PAGE EXCERPT -
Algonquin College has cancelled work placements for about 100 programs because of the ongoing faculty strike, the college confirmed Monday.
Students are upset they aren't able to learn on the job and confused about how they'll make up the experience, especially medical students whose work placements are mandatory.
The college has suspended all health program placements in clinical settings, including hospitals.
'It's a stressful position to be in... I'm expected to function as a respiratory therapist independently.' - Madeleine Poirier, Algonquin student
"That's really frustrating for all of us," said Madeleine Poirier, a third-year respiratory therapy student.
"We don't really understand why we can't go — faculty aren't directly involved. I don't think students at other colleges are being prevented from going to their placements while the strike is going on."
Poirier, 21, was supposed to spend the entire week learning at the Belleville General Hospital where she was to attend emergencies, examine patients and adjust ventilator settings.
At first, Poirier was told by the college she would be able to go ahead with her placement because it didn't directly involve faculty members. But on Friday, that suddenly changed.
Clinical site refused to take students during strike
Poirier received an email from the college saying that one clinical site was refusing to take students if there was a strike and that Algonquin management decided to pull all students from clinical placements,
"So out of fairness they pulled all students from their clinical placement," said Poirier. "That just seems ridiculous to me."
Poirier graduates in eight months and says she needs every hour of the hands-on experience at the hospital.
"It's a stressful position to be in," said Poirier. "I'm going to be done the program around March. At that point I'm expected to function as a respiratory therapist independently."
Culinary students disappointed
Algonquin College says that some placements are going ahead. However, in addition to the clinical placements, all placements that involve faculty are halted at Ottawa, Pembroke and Perth campuses.

PROMPT A -
Answer these questions from the Algonquin College excerpt:
(i) About how many programs had their work placements cancelled?
(ii) At which hospital was Poirier supposed to spend the week?
(iii) At which campuses are all placements that involve faculty halted?
PROMPT B -
Decide whether each statement agrees with the Algonquin College excerpt, and quote the words that settle it:
(i) Poirier is a third-year respiratory therapy student.
(ii) The college suspended only some health program placements in hospitals.
(iii) From the start, the college told Poirier that her placement could not go ahead.

MATERIAL PROVIDED -
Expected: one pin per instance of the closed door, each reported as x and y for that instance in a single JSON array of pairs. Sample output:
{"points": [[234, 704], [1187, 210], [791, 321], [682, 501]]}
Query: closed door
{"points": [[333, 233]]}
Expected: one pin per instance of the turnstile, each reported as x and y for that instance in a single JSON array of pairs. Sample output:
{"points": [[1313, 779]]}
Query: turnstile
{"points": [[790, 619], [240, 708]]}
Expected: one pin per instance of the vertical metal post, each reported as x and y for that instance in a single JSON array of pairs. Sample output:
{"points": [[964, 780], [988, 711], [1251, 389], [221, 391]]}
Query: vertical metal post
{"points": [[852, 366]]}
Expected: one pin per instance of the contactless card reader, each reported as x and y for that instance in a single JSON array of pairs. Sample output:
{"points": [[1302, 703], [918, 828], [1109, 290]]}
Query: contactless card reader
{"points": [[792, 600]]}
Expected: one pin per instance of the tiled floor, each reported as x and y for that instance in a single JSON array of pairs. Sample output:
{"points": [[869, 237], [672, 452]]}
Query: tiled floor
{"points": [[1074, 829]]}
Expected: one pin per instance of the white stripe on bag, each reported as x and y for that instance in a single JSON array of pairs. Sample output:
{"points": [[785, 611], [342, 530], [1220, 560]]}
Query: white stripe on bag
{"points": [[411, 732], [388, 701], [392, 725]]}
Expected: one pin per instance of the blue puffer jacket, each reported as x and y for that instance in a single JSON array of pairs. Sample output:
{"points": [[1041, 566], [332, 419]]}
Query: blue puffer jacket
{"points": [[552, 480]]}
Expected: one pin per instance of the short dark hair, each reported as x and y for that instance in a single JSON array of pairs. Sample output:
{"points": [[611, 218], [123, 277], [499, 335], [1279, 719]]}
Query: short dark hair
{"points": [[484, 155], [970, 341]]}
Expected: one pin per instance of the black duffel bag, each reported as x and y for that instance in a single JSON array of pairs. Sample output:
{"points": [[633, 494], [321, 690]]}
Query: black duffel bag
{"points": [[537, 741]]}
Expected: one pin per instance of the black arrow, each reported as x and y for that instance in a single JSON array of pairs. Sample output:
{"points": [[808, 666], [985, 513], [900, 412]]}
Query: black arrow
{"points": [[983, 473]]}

YOUR SOLUTION A -
(i) About 100 programs.
(ii) The Belleville General Hospital.
(iii) The Ottawa, Pembroke and Perth campuses.

YOUR SOLUTION B -
(i) Yes: "Madeleine Poirier, a third-year respiratory therapy student."
(ii) No: "The college has suspended all health program placements in clinical settings, including hospitals."
(iii) No: "At first, Poirier was told by the college she would be able to go ahead with her placement because it didn't directly involve faculty members."